Recorded data:

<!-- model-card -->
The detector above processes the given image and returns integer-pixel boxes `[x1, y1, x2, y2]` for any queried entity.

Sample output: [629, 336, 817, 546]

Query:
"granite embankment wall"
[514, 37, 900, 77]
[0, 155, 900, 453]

The exercise – Transcribe every row above without changing a single character.

Answer to this task –
<!-- model-card -->
The detector above processes the given image and returns integer-pixel boxes `[x1, y1, x2, y2]` for any queried entity.

Sample output: [629, 336, 817, 546]

Query:
"granite embankment wall"
[514, 37, 900, 77]
[0, 155, 900, 453]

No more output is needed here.